## Testo fornito:

SANTI AMBROGIO E CARLO AL CORSO

VIA DEL CORSO
RIONE IV-CAMPO MARZIO

Via del Corso, ritenuta la strada “storica” più importante di Roma (Via Veneto è probabilmente più famosa, però è moderna), è ricchissima di chiese e di palazzi nobiliari.
Sostanzialmente, si tratta del tratto urbano dell’antica Via Flaminia, costruita dal censore Gaio Flaminio Nepote nel 220 a. C..
Nota col nome di Via Lata già nell’Antichità e fino al Rinascimento, assunse poi il nome di “Corso” per via delle corse dei cavalli “scossi”, cioè senza cavalieri, che vi si tenevano durante il Carnevale fino al 1883.
Via del Corso è la strada centrale del cosiddetto “Tridente” realizzato nel Rinascimento, che con Via del Babuino e Via di Ripetta innovava profondamente l’intricato sistema viario di Roma.
Lungo il suo percorso, che unisce Piazza del Popolo a Piazza Venezia, troviamo ben 5 chiese storiche: partendo da Piazza Venezia
S. Maria in Via Lata e S. Marcello; partendo da Piazza del Popolo Gesù e Maria e S. Giacomo in Augusta; più al centro la basilica “minore” dei SS. Ambrogio e Carlo, chiesa “nazionale” dei lombardi residenti a Roma.

## Elenco dei compiti:
a) Elenca tutte le chiese storiche che il testo su Via del Corso colloca lungo il percorso della strada.
b) In base al testo su Via del Corso, indica se ciascuna affermazione è corretta (sì o no) e cita le parole decisive del testo: (i) la Via Flaminia fu costruita dal censore Gaio Flaminio Nepote nel 220 a. C.; (ii) le corse dei cavalli durante il Carnevale si tennero fino al 1900; (iii) Via del Corso collega Piazza del Popolo a Piazza di Spagna.
c) Prosegui il testo su Via del Corso a partire dalla sua ultima frase.
Le righe riportate più avanti non hanno alcun ruolo in questo lavoro.

## Righe fornite:
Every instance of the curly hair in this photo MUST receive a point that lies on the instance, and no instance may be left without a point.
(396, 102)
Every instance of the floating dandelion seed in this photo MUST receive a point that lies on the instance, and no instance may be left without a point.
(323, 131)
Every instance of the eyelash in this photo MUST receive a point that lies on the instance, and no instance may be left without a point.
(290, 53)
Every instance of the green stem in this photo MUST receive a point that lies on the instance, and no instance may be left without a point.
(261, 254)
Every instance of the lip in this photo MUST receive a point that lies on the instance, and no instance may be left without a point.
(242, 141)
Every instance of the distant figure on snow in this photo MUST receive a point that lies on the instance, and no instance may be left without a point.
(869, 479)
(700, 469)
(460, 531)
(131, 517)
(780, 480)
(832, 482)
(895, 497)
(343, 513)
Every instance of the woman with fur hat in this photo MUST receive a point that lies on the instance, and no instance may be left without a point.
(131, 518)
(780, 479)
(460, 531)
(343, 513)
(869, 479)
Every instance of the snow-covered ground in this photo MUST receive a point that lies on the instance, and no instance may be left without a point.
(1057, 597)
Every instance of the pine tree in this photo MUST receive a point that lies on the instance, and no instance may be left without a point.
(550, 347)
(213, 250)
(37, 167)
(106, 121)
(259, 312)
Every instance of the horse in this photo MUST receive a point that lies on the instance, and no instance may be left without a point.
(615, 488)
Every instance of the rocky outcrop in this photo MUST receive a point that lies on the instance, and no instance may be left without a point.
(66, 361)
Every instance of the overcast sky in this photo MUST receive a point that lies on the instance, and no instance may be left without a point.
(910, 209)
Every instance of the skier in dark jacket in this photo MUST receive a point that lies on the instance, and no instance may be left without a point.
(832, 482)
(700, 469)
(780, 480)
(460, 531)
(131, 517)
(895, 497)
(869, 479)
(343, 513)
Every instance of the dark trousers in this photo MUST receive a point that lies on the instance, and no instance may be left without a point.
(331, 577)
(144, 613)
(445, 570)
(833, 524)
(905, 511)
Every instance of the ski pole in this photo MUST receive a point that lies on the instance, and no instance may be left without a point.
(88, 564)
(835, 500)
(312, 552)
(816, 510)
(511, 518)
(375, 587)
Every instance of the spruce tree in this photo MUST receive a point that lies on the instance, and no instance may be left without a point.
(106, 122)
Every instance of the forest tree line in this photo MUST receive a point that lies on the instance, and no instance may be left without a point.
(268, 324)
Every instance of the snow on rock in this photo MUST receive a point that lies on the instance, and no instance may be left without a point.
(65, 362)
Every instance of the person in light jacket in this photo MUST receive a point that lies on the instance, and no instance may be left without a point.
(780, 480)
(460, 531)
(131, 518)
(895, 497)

==

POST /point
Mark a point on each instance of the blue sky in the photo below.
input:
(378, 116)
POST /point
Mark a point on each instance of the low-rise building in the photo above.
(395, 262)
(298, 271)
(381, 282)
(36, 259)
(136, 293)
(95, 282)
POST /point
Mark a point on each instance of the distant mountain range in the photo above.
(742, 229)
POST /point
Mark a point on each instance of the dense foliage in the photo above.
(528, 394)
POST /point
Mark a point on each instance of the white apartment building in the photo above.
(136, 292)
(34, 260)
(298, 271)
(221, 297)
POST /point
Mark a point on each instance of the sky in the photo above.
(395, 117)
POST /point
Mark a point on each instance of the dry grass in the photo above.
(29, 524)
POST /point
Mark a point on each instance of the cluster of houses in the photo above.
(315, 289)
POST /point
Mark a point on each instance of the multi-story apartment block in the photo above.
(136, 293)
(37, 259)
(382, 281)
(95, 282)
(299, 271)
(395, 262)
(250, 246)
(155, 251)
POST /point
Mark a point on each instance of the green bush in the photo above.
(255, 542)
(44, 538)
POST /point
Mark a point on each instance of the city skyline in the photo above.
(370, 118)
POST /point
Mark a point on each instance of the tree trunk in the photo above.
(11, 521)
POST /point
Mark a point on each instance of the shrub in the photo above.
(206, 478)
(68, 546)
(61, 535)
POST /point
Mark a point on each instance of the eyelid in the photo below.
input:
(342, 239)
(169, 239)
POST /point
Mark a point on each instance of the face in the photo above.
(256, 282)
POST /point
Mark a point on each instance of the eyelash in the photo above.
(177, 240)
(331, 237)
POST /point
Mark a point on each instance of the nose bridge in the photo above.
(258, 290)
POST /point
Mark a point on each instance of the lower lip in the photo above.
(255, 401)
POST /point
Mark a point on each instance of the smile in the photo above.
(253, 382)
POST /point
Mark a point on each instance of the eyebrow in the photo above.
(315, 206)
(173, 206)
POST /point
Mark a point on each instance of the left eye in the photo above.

## Insieme delle risposte:
a)
S. Maria in Via Lata
S. Marcello
Gesù e Maria
S. Giacomo in Augusta
SS. Ambrogio e Carlo

b)
(i) Sì: "costruita dal censore Gaio Flaminio Nepote nel 220 a. C."
(ii) No: "che vi si tenevano durante il Carnevale fino al 1883"
(iii) No: "che unisce Piazza del Popolo a Piazza Venezia"

c)
Una comunità di artigiani lombardi era presente a Roma sin dall’Alto Medioevo, ma nella seconda metà del Quattrocento si era accresciuta molto a causa del grande rinnovamento edilizio dell’Urbe. Nel 1471 i lombardi avevano fondato una Confraternita con l’approvazione di Sisto IV ed ottenuto la chiesa medioevale di S. Niccolò del Tufo, detta anche S Nicola de Tufis, che fu dedicata a S. Ambrogio.
Si arrivò così, pian piano, alla decisione di Paolo V (1605-1621) di elevare il rango della Confraternita, che divenne “Arciconfraternita” e concepì subito il progetto di una nuova chiesa dedicata al grande Santo tradizionale dei milanesi, S. Ambrogio, e a Carlo Borromeo, da poco canonizzato, grande riformatore della chiesa lombarda in qualità di Arcivescovo di Milano dal 1566 alla morte avvenuta nel 1584.
Giova ricordare il famoso episodio della processione guidata dallo stesso Carlo Borromeo a piedi nudi in occasione della famosa peste del 1576-1577, nota come “peste di S. Carlo”.
La nuova chiesa venne iniziata nel 1612, poco dopo la canonozzazione di S. Carlo Borromeo (1610), al posto della già menzionata chiesa di S. Niccolò del Tufo, che si trovava accanto all’attuale e fu demolita nel 1672. Della vecchia chiesa rimane un tabernacolo quattrocentesco per l’Olio Santo vicino all’altare.
La pianta fu disegnata dall’architetto e poeta lombardo Onorio Martino Longhi (1568-1619), figlio del più noto Martino Longhi il Vecchio e padre di Martino Longhi il Giovane.
Onorio Martino Longhi, laureato in Giurisprudenza alla Sapienza di Roma, dotto umanista un po’ anticonformista, diciamo così, era stato amico personale di Caravaggio (morto nel 1610) ed era anche stato coinvolto con il grande pittore nel processo per omicidio del 1606.
Un’amnistia papale gli permise di tornare a Roma, dove realizzò anche la chiesa di S. Maria Liberatrice al Foro Romano (distrutta per portare alla luce S. Maria Antiqua) e la Cappella Santori in Laterano.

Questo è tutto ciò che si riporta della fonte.